Present the records as a numbered list, from their first line through the line containing "(65, 54), (68, 59)", including that line, with blank lines skipped. Leave the picture out of your answer.

[START Given data]

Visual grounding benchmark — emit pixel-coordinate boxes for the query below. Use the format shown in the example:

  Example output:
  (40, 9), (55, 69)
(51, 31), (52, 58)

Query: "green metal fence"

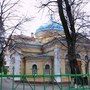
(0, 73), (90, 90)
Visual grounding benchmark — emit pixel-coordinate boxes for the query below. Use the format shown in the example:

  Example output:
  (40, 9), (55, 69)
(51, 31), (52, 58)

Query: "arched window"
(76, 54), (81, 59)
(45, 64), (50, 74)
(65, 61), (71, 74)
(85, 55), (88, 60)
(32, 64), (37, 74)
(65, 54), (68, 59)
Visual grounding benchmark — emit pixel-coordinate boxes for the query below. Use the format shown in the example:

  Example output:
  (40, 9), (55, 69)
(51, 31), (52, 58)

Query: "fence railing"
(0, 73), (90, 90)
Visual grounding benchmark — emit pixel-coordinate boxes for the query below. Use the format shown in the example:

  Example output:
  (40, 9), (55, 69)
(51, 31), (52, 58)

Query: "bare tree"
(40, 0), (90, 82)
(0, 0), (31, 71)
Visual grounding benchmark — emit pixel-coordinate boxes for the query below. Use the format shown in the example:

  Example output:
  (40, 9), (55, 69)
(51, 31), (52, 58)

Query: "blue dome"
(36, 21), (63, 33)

[END Given data]

■ Result of this task ■
1. Visual grounding benchmark — emit pixel-coordinate boxes for the query below. Use the format shown in the example:
2.   Example output:
3.   (40, 9), (55, 69)
4. (51, 31), (52, 58)
5. Query: "green metal fence"
6. (0, 73), (90, 90)
7. Visual grounding benchmark — emit pixel-coordinate boxes for the query below. Use the format shown in the example:
8.   Example output:
9.   (40, 9), (55, 69)
10. (51, 31), (52, 58)
11. Query: "arched window"
12. (76, 54), (81, 59)
13. (45, 64), (50, 74)
14. (65, 61), (71, 74)
15. (85, 55), (88, 60)
16. (32, 64), (37, 74)
17. (65, 54), (68, 59)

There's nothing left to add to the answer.